Data in this exercise:
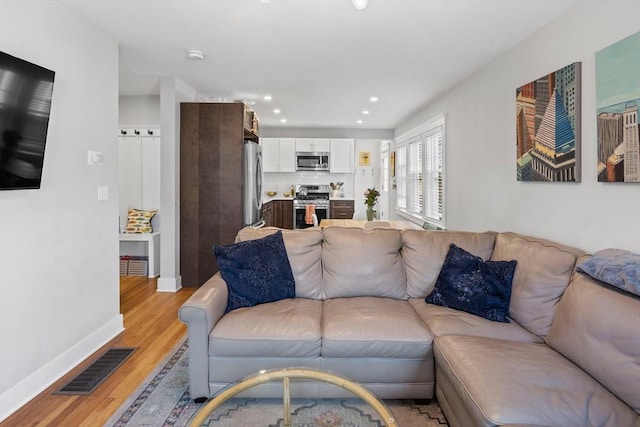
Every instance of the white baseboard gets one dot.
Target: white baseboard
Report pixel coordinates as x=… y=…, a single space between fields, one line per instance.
x=18 y=395
x=169 y=284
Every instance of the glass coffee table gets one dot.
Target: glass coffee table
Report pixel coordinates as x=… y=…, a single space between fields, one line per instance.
x=286 y=375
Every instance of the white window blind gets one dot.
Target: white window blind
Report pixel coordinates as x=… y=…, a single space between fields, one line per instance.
x=420 y=173
x=415 y=186
x=433 y=173
x=401 y=178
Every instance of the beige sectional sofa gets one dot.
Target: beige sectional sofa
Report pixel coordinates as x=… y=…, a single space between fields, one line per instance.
x=570 y=355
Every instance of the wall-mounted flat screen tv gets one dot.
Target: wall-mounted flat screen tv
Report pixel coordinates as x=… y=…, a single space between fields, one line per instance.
x=25 y=102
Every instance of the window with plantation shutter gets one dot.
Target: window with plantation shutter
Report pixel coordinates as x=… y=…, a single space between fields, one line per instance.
x=401 y=177
x=420 y=173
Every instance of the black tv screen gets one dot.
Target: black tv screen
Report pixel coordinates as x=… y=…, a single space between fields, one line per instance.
x=25 y=102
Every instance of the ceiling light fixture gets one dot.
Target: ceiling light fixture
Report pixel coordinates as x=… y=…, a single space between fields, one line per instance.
x=360 y=4
x=195 y=55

Exercise description:
The material must be returned exactly, with its pictures omitted.

Written answer:
Every instance of the white baseboard gets one dot.
Target: white baseboard
Report pixel coordinates as x=… y=…, a single space between fields, one line per instance.
x=18 y=395
x=169 y=284
Every instance of the glass coffee table gets one dot.
Target: glass coffee table
Report pixel coordinates as x=… y=…, a single space between fields, one line per instance.
x=286 y=375
Every instance of the white window blind gets one dot.
Target: white window blind
Report pixel coordinates as x=… y=…, a single space between fields, one line per instance.
x=420 y=173
x=415 y=186
x=433 y=173
x=401 y=178
Every instance of the beige sectional sofa gets one dot.
Target: beige sectional sofa
Report pixel coordinates as x=… y=…, a single space between fields, one line per instance.
x=570 y=355
Every instance of the wall-mounted flat screen tv gets one dot.
Target: wall-mounted flat screen tv
Report pixel coordinates as x=… y=…, a single space between fields, one line per instance.
x=25 y=102
Every instance of the window with plantation shutter gets one dot.
Target: window with plantation shutter
Report pixel coordinates as x=… y=…, a single space between fields, one line per instance.
x=401 y=177
x=420 y=173
Every instance of the black tv screen gets one dot.
Target: black tv screen
Report pixel coordinates as x=… y=…, a single space between fields, one line per instance.
x=25 y=102
Every instance of the ceiling light fixture gets one dot.
Target: ceiling light fixture
Report pixel coordinates as x=… y=…, a single space between fields, one line per instance.
x=360 y=4
x=195 y=55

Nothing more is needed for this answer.